◆ **Required work**
Quote every entry word for word.

Labeled region records

** START **

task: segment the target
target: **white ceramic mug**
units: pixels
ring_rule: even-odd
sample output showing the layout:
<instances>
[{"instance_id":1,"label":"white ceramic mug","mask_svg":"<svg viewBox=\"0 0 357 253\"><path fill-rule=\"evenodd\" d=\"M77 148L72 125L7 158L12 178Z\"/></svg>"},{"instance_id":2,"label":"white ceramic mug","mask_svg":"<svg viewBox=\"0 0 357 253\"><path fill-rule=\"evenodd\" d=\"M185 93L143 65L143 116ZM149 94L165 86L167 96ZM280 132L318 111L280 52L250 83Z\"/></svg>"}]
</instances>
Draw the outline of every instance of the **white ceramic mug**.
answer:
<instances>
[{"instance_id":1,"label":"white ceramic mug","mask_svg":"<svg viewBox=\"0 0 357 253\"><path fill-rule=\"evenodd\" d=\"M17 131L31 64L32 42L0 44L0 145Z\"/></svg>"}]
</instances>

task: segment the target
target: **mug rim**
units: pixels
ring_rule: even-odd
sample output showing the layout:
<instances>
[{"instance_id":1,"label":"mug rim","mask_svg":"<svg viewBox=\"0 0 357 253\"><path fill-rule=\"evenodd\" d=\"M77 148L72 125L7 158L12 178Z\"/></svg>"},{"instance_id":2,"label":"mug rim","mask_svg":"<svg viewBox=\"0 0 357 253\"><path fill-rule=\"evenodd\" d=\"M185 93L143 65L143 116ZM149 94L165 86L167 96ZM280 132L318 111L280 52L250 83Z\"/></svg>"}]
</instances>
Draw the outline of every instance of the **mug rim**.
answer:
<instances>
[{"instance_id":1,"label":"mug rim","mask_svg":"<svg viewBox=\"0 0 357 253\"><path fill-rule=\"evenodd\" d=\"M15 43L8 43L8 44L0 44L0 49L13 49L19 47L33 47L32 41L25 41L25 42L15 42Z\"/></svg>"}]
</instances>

** END **

◆ **Response to the exercise**
task: segment the target
target: **white ceramic mug**
units: pixels
ring_rule: even-odd
sample output showing the layout:
<instances>
[{"instance_id":1,"label":"white ceramic mug","mask_svg":"<svg viewBox=\"0 0 357 253\"><path fill-rule=\"evenodd\" d=\"M77 148L72 125L7 158L12 178Z\"/></svg>"},{"instance_id":2,"label":"white ceramic mug","mask_svg":"<svg viewBox=\"0 0 357 253\"><path fill-rule=\"evenodd\" d=\"M185 93L143 65L143 116ZM149 94L165 86L167 96ZM280 132L318 111L280 52L250 83Z\"/></svg>"}]
</instances>
Draw the outline of every instance of the **white ceramic mug**.
answer:
<instances>
[{"instance_id":1,"label":"white ceramic mug","mask_svg":"<svg viewBox=\"0 0 357 253\"><path fill-rule=\"evenodd\" d=\"M17 131L31 64L32 42L0 44L0 145Z\"/></svg>"}]
</instances>

task: segment the target
target: **mug rim**
units: pixels
ring_rule: even-odd
sample output showing the layout:
<instances>
[{"instance_id":1,"label":"mug rim","mask_svg":"<svg viewBox=\"0 0 357 253\"><path fill-rule=\"evenodd\" d=\"M77 148L72 125L7 158L12 178Z\"/></svg>"},{"instance_id":2,"label":"mug rim","mask_svg":"<svg viewBox=\"0 0 357 253\"><path fill-rule=\"evenodd\" d=\"M185 93L143 65L143 116ZM149 94L165 86L167 96ZM280 132L318 111L280 52L250 83Z\"/></svg>"}]
</instances>
Draw the outline of every instance of the **mug rim**.
answer:
<instances>
[{"instance_id":1,"label":"mug rim","mask_svg":"<svg viewBox=\"0 0 357 253\"><path fill-rule=\"evenodd\" d=\"M15 43L8 43L8 44L0 44L0 49L13 49L19 47L33 47L32 41L25 41L25 42L15 42Z\"/></svg>"}]
</instances>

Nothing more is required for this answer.